→ **STUDY TEXT**
★ ★ ★
Visiting New Orleans: Things to See, Do, & Eat

For this year’s anniversary, aka my 33rd birthday, the family and I had just about enough with the quarantining. Determined not to spend my birthday and the end of summer vacation at home, we looked for (in our opinion) some “social distance” friendly places to visit. We figured if we picked somewhere within a reasonably driving distance, it would be even better. So we settled on New Orleans. This was our 2nd time visiting, so we were excited to see some of things we didn’t get a chance see on the last visit. Besides, if you’ve ever been you know it’s just one of those places you go to again… and again.
★ ★ ★
→ **TASK DETAILS**
Could you reproduce, word for word, the part of the New Orleans travel post starting at "For this year’s" and ending at "again… and again."?

→ **DATA SHOWN**
★ ★ ★
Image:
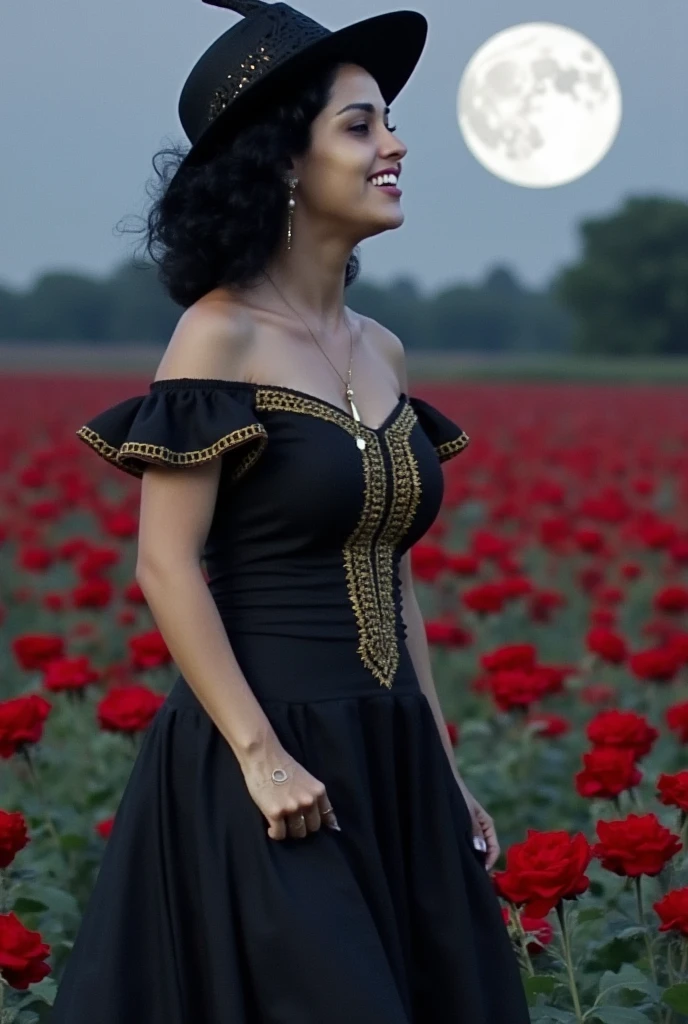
★ ★ ★
→ **EXERCISE ANSWER**
For this year’s anniversary, aka my 33rd birthday, the family and I had just about enough with the quarantining. Determined not to spend my birthday and the end of summer vacation at home, we looked for (in our opinion) some “social distance” friendly places to visit. We figured if we picked somewhere within a reasonably driving distance, it would be even better. So we settled on New Orleans. This was our 2nd time visiting, so we were excited to see some of things we didn’t get a chance see on the last visit. Besides, if you’ve ever been you know it’s just one of those places you go to again… and again.